Exercise task: Please rewrite everything from the start of the records down to and including the line that contains "(1179, 812)" as a numbered list, leaving out blank lines.

Rows from an object pointing dataset
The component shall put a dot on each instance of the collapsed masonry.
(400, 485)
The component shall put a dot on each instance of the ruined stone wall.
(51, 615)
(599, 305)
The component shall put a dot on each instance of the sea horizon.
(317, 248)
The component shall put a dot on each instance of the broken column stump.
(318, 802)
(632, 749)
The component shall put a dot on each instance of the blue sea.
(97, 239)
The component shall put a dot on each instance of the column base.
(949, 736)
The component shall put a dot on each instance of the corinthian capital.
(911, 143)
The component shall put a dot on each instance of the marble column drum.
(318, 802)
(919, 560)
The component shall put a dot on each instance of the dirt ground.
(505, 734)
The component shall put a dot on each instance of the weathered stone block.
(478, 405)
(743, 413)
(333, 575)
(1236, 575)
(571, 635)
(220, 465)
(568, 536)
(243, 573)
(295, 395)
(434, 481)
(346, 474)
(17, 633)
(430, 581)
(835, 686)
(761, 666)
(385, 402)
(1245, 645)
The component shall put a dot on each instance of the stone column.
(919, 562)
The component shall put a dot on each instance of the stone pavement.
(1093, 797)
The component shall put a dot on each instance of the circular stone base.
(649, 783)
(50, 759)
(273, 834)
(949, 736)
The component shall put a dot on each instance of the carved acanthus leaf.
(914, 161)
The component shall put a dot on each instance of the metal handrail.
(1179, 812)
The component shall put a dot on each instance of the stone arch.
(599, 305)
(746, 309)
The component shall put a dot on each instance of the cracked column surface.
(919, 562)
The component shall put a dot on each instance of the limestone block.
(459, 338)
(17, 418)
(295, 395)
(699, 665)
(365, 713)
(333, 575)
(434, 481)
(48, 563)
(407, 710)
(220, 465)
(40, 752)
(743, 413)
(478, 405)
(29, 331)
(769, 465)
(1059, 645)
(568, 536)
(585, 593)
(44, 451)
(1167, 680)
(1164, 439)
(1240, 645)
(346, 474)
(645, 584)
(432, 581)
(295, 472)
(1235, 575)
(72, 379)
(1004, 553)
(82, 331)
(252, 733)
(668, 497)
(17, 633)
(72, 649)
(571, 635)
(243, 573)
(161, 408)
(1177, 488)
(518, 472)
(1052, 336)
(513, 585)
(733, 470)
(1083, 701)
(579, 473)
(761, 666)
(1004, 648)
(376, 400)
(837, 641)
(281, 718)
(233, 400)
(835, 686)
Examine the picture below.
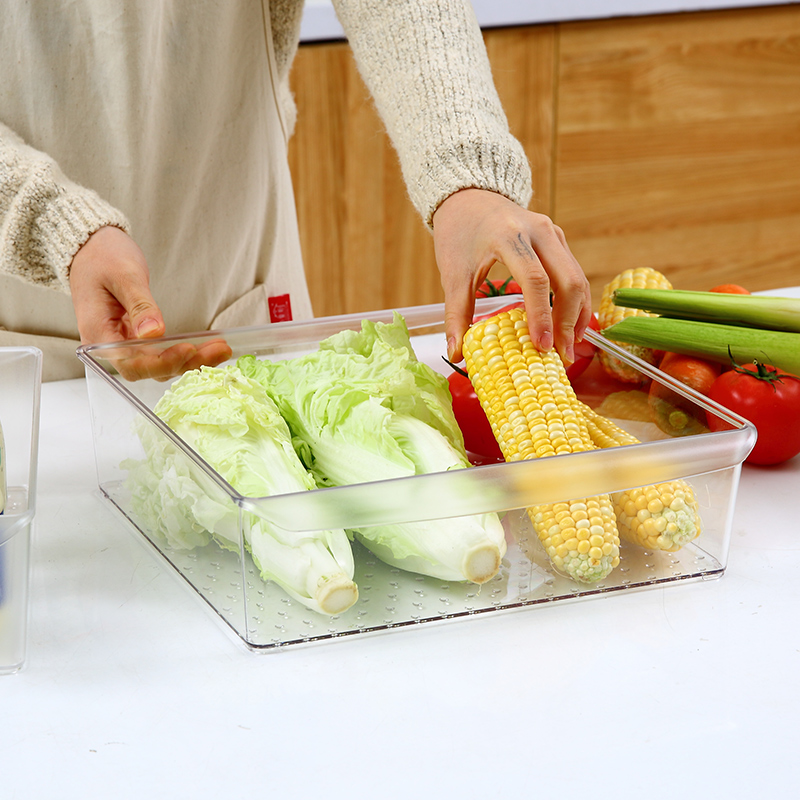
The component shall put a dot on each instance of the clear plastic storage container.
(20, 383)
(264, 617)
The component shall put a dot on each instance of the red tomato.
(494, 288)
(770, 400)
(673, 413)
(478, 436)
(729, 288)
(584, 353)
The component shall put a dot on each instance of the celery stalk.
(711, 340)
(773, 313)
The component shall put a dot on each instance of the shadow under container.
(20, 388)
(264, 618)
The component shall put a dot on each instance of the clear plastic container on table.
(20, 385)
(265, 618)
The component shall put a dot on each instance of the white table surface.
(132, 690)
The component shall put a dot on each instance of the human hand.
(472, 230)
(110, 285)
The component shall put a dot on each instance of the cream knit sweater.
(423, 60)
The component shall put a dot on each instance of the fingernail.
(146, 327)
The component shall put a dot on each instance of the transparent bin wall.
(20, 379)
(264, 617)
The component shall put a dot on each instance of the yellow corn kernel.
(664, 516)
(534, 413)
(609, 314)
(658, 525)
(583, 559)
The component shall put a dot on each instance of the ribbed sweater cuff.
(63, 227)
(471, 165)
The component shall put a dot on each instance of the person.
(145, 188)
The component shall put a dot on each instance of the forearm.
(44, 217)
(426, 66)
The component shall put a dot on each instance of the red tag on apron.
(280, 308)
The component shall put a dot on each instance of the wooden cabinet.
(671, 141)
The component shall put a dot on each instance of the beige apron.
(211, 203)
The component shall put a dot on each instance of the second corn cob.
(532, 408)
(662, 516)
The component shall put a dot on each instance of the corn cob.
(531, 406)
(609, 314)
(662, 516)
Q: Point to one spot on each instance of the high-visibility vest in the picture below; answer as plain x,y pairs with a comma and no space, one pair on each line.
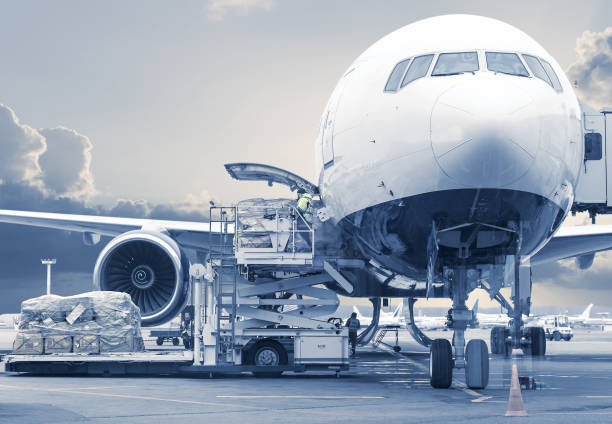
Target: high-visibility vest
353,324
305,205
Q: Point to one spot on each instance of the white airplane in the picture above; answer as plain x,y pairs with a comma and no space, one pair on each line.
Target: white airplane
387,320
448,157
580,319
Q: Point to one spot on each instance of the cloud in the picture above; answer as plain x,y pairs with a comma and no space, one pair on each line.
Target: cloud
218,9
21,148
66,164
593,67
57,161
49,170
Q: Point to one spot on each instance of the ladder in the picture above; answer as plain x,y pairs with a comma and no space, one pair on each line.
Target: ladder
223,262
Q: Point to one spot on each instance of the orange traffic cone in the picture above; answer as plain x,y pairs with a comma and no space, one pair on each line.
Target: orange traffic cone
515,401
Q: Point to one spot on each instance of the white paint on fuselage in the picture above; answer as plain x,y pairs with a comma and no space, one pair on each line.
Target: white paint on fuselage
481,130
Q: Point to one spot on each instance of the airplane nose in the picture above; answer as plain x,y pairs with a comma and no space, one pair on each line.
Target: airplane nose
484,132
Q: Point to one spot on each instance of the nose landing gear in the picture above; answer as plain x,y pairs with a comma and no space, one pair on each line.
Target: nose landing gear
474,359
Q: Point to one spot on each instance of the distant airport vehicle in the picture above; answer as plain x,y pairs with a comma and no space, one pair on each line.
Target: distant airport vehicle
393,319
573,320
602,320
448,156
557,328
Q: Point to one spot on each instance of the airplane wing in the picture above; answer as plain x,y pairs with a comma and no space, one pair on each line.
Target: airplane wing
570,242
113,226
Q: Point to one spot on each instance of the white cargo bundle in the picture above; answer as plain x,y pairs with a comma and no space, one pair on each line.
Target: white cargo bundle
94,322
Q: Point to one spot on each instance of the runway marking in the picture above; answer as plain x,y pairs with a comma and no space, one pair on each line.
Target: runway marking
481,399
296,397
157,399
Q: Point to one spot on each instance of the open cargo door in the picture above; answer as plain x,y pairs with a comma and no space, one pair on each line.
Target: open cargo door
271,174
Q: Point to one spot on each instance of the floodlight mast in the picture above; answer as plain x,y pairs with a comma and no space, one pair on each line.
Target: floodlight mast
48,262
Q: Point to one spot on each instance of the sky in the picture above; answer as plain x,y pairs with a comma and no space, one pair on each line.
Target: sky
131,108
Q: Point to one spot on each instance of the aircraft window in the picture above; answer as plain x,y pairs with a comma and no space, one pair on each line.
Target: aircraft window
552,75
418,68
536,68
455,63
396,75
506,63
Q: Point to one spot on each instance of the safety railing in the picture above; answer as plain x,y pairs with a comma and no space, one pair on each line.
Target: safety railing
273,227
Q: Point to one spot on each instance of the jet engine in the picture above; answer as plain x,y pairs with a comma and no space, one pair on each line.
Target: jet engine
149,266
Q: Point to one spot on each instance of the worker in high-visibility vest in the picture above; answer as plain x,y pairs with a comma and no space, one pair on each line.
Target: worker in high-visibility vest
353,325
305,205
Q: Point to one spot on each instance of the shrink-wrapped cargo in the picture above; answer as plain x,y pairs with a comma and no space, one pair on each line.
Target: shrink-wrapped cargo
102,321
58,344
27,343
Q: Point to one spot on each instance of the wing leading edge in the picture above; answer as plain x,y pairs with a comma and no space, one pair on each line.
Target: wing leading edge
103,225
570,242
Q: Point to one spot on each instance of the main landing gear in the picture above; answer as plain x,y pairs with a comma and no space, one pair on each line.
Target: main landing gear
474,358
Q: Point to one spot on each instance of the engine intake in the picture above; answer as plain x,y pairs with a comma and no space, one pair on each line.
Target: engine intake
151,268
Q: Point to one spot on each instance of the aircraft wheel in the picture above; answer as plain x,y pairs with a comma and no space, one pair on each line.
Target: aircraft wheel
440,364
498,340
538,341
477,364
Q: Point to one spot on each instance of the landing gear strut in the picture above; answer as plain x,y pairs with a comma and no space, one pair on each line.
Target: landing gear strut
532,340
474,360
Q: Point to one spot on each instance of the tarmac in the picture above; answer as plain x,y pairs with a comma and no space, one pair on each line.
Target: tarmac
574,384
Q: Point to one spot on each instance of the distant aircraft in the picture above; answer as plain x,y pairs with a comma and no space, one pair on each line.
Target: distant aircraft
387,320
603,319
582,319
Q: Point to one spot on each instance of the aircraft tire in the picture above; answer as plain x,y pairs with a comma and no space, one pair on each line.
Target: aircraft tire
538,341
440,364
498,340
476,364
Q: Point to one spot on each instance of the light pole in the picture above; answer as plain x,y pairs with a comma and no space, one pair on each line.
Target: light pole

Exercise result:
1. The component shall put a dot on each instance of the collapsed masonry.
2. (400, 485)
3. The component shall put a dot on each instance of the ruined stone wall.
4. (51, 615)
5. (599, 305)
6. The component shall put a dot on each instance of the sea horizon.
7. (317, 248)
8. The component shall put a dot on each instance of the broken column stump.
9. (318, 802)
10. (632, 749)
11. The component shall put a dot on each instance of the blue sea.
12. (97, 239)
13. The component shall put a dot on each instance of the column base.
14. (949, 736)
15. The component shall put a dot on each instance of the corinthian capital.
16. (911, 143)
17. The component shall put a dot on each instance of the marble column drum.
18. (318, 802)
19. (919, 560)
20. The component shall put a dot on each instance of the dirt ground.
21. (505, 734)
22. The component shall put a dot on each instance of the weathered stone block.
23. (478, 405)
24. (743, 413)
25. (333, 575)
26. (1236, 575)
27. (571, 635)
28. (220, 465)
29. (568, 536)
30. (243, 573)
31. (295, 395)
32. (434, 481)
33. (346, 474)
34. (17, 633)
35. (430, 581)
36. (835, 686)
37. (761, 666)
38. (385, 402)
39. (1245, 645)
40. The component shall put a dot on each instance of the stone column.
41. (919, 562)
42. The component shall put a dot on each instance of the stone pavement.
43. (1093, 797)
44. The component shall put a dot on each instance of the circular stone base.
45. (649, 783)
46. (50, 759)
47. (273, 834)
48. (949, 736)
49. The component shall put a dot on each instance of the carved acanthus leaf.
50. (914, 161)
51. The component shall put a dot on each instance of the metal handrail.
52. (1179, 812)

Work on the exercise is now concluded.